THE REQUEST. Reproduce the records below in full, substituting "Region" for each occurrence of "Box" and leaving all other text unaltered.

PROVIDED MATERIAL.
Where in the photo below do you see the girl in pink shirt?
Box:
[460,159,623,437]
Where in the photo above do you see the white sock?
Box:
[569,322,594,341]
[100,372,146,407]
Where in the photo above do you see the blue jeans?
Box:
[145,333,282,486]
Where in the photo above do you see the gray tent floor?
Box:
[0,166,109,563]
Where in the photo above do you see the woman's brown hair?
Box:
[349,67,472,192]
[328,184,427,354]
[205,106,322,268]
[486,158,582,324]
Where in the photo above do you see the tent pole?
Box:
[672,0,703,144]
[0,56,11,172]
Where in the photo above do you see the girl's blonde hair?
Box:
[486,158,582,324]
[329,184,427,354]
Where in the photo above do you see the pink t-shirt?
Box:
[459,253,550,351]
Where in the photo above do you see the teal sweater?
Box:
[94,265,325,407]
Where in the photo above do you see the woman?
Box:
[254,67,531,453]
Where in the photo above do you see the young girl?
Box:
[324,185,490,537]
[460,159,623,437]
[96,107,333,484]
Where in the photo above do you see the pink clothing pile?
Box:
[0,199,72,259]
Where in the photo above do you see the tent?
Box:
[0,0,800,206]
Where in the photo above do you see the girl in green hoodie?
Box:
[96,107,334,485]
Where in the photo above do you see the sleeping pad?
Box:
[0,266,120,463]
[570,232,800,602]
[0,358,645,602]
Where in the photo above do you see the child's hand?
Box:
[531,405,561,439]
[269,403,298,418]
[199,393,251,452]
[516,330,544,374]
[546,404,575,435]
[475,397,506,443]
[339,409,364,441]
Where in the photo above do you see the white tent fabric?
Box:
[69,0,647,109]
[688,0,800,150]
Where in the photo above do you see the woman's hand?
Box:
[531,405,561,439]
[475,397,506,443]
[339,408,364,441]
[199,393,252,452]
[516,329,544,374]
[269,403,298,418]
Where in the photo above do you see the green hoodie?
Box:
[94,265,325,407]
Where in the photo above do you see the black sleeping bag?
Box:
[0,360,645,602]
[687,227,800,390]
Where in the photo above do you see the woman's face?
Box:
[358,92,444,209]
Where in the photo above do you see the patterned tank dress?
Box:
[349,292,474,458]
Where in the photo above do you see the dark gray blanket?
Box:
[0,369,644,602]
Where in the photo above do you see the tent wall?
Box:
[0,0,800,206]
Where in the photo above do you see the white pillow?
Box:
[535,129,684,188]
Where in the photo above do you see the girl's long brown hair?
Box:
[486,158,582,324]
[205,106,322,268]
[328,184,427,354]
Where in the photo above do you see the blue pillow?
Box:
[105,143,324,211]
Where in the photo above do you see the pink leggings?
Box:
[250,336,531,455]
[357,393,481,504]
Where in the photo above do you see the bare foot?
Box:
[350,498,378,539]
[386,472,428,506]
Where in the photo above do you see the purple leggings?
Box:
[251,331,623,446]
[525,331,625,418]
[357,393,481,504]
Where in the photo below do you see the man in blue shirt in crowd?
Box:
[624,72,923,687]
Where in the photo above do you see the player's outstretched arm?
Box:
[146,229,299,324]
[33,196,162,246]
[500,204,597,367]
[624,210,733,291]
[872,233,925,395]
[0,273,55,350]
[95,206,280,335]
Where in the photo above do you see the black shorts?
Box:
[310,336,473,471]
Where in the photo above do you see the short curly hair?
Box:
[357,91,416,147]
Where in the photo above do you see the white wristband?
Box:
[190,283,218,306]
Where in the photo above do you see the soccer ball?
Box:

THE RESPONSE.
Where in the photo below do you see the girl in pink shirt?
Region:
[460,159,623,437]
Where in the photo above do you see the white sock?
Region:
[569,322,594,341]
[100,372,146,407]
Where in the photo above do you see the blue jeans?
Region:
[145,333,282,486]
Where in the photo above do you see the gray tent floor?
Region:
[0,166,109,563]
Where in the photo above do you see the woman's brown hair?
Region:
[349,67,472,192]
[328,184,427,354]
[205,106,322,268]
[486,158,582,324]
Where in the photo above do you see the tent pole?
Region:
[672,0,703,144]
[0,56,11,172]
Where in the photo above do you see the girl's blonde hair?
Region:
[486,158,582,324]
[329,184,427,354]
Where in the photo above do you see the pink t-shirt?
Region:
[459,253,550,351]
Where in the photo above do you see the teal sweater?
Region:
[94,265,325,407]
Where in the photo above do you see the woman?
Region:
[254,67,531,453]
Where in the photo above do you see the young girl?
Region:
[324,185,490,537]
[460,159,623,437]
[96,107,333,484]
Where in the photo above do you see the pink clothing pile?
Region:
[0,199,72,259]
Where in the photo above do you see the tent?
Region:
[0,0,800,206]
Where in the photo above do you see the girl in green hoodie?
Region:
[96,107,334,485]
Where in the photo above do you see the sleeping pad?
Region:
[0,266,120,463]
[570,232,800,602]
[0,358,645,602]
Where in the photo above do you see the child's hand?
Region:
[531,405,561,439]
[269,403,298,418]
[199,393,251,452]
[516,330,544,374]
[546,404,575,435]
[475,397,506,443]
[339,409,364,441]
Where in the photo above do you see the white tent fabric?
Region:
[69,0,647,109]
[688,0,800,150]
Where in the photo above do you see the woman's hand?
Region:
[531,405,561,439]
[475,397,506,443]
[339,408,364,441]
[199,393,252,452]
[516,329,544,374]
[269,403,298,418]
Where in the photo above do you see the green hoodie?
Region:
[94,265,325,407]
Where in the photo above do you see the black sleeping bag?
Region:
[0,360,645,602]
[687,227,800,390]
Where in the photo above do you see the woman's face?
Region:
[358,92,444,209]
Where in the photo above do you see the patterned tank dress?
Region:
[349,292,474,458]
Where in the photo above do you see the dark gray blanket?
Region:
[0,369,644,602]
Where in the photo above do you see the tent wall?
Region:
[0,0,800,206]
Where in the photo above do you see the white pillow?
Region:
[535,129,684,188]
Where in the photo above do you see the girl's long brown hair?
Region:
[486,158,582,324]
[205,106,322,268]
[328,184,427,354]
Where in the photo above do you see the blue pillow?
Region:
[105,143,324,211]
Where in the photo above do you see the pink leggings?
Region:
[250,336,531,455]
[357,393,481,504]
Where in the photo above do you see the bare foot?
Region:
[350,498,378,539]
[386,472,428,506]
Where in the photo above do you see the purple leggings?
Region:
[251,331,623,446]
[525,331,625,418]
[357,393,481,504]
Where in the photo below do you see the man in blue shirt in crowd?
Region:
[624,72,923,687]
Where in the photo above do you see the player's outstretched arm?
Region:
[146,229,299,324]
[33,196,162,246]
[500,204,597,367]
[624,210,733,291]
[872,233,925,395]
[0,273,55,350]
[95,206,280,335]
Where in the photo above do you see the black shorts?
Region:
[310,336,473,471]
Where in the photo above do you see the short curly hair?
Region:
[357,91,416,147]
Where in the photo above do you see the white wristband?
Region:
[190,283,218,306]
Where in the photo above do you see the soccer ball?
Region:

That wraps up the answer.